__TASK STATEMENT__:
Starting with the opening line of the material, restate every line word for word, and end on the line containing "column 101, row 132".

__SUPPLIED ENTRIES__:
*** Begin section ***
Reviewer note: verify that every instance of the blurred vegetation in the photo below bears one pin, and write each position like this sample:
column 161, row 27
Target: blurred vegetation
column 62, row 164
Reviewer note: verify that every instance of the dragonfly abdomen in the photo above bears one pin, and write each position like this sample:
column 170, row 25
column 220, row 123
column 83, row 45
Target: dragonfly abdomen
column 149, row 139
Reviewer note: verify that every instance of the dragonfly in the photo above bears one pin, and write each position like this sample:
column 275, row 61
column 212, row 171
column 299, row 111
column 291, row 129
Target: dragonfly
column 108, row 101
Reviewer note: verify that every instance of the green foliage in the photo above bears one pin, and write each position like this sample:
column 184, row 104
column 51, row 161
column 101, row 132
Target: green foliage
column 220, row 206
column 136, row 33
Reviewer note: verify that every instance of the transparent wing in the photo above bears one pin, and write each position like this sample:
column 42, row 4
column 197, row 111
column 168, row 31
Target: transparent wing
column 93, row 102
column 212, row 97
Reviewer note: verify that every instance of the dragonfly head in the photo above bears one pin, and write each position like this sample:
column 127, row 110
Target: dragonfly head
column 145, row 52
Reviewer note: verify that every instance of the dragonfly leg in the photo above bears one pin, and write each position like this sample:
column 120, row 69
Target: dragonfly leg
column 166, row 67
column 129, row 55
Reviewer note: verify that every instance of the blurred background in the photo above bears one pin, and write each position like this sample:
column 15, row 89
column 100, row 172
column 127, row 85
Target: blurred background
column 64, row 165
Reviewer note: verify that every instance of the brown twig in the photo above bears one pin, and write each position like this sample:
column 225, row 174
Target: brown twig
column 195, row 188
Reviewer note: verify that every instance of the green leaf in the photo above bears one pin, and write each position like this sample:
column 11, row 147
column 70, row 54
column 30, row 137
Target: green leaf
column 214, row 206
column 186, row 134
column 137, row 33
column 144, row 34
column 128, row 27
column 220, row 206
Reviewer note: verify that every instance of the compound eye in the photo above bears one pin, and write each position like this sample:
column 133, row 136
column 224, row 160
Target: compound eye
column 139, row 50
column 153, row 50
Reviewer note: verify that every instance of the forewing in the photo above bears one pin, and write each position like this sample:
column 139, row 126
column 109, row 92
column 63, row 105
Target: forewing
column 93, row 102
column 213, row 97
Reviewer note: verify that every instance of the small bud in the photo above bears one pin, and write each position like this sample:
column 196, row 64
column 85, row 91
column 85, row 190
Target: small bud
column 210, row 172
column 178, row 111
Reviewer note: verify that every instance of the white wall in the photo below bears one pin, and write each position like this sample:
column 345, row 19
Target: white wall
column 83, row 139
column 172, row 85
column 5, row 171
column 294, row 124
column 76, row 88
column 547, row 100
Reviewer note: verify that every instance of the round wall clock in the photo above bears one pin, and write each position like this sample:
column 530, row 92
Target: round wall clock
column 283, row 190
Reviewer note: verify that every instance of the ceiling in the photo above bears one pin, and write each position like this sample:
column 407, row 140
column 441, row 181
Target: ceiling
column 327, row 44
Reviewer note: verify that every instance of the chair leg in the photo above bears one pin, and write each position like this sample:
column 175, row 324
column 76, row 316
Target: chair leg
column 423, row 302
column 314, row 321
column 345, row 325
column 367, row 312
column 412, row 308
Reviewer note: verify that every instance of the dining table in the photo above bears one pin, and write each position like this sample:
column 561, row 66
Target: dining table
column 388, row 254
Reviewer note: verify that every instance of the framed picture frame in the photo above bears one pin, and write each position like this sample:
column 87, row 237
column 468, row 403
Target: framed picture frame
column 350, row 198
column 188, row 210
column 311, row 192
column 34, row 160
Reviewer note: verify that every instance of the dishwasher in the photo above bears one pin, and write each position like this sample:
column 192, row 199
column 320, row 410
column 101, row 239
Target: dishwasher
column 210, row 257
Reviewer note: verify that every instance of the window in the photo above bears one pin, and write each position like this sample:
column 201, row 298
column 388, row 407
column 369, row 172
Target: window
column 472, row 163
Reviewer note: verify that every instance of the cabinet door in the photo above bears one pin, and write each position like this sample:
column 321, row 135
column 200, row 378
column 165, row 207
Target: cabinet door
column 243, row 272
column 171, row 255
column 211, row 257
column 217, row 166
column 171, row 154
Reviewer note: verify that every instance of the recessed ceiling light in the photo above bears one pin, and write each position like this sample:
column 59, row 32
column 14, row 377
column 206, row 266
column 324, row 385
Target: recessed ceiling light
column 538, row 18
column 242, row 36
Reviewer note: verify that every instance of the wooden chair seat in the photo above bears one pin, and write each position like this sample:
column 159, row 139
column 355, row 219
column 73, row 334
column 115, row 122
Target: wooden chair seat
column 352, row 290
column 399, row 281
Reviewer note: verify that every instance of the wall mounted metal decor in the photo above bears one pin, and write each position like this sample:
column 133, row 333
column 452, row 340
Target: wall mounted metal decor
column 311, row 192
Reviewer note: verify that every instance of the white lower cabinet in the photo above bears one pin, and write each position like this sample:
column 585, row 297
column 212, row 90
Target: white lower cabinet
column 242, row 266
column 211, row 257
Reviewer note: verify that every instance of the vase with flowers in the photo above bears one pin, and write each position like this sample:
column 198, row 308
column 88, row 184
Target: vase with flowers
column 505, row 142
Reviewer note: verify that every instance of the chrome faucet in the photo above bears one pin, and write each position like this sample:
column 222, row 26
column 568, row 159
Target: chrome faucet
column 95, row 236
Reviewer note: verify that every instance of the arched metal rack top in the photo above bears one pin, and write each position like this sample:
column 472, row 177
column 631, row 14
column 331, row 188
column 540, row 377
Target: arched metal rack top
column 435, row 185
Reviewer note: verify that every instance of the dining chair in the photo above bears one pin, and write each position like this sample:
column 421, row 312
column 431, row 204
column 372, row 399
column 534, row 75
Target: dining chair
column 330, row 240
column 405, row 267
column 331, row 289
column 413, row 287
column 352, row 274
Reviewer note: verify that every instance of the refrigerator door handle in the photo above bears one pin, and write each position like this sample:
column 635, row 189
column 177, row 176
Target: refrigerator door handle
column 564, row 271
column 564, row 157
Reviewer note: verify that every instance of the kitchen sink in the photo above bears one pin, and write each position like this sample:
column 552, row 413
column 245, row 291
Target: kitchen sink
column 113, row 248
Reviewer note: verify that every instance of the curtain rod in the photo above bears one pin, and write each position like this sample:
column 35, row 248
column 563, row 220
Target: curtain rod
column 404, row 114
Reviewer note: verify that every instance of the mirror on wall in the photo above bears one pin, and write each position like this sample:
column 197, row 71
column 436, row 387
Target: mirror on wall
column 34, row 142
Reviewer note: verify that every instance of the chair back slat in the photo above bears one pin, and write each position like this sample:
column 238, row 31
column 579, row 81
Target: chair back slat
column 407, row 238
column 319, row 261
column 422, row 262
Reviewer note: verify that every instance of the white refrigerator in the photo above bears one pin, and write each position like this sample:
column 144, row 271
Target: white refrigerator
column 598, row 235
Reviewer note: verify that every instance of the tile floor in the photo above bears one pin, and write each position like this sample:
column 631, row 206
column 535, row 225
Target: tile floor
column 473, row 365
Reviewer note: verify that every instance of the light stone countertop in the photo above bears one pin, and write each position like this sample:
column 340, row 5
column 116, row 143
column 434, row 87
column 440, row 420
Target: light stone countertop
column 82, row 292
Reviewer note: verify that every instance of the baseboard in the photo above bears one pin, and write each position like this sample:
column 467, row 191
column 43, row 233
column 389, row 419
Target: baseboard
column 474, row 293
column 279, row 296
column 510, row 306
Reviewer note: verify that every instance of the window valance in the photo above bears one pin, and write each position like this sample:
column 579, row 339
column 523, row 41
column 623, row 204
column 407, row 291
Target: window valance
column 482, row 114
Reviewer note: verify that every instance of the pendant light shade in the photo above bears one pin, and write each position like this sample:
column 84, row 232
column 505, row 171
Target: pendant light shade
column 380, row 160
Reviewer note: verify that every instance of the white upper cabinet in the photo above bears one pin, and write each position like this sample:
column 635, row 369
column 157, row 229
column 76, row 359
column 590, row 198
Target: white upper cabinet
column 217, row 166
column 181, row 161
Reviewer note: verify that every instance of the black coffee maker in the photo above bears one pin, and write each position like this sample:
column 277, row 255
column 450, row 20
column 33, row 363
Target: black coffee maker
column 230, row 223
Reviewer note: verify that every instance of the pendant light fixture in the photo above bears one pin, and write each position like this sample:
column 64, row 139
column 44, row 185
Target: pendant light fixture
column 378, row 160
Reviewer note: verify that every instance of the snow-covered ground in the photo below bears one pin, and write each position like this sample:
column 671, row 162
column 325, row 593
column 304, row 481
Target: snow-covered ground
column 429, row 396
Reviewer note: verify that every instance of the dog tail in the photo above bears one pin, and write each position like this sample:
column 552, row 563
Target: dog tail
*** End section ***
__YOUR RESPONSE__:
Reviewer note: verify that every instance of the blurred vegetation in the photo below bears one pin, and write each position like this sample:
column 161, row 27
Target: blurred vegetation
column 62, row 164
Reviewer note: verify that every instance of the dragonfly abdomen in the photo above bears one pin, and write each position like this sample:
column 170, row 25
column 220, row 123
column 83, row 45
Target: dragonfly abdomen
column 149, row 139
Reviewer note: verify that every instance of the dragonfly in the photo above bears one pin, and write each position like this sample:
column 275, row 61
column 212, row 171
column 299, row 111
column 291, row 129
Target: dragonfly
column 108, row 101
Reviewer note: verify that every instance of the green foliage in the photo above bears one pin, and write each position like this sample:
column 184, row 104
column 51, row 161
column 101, row 132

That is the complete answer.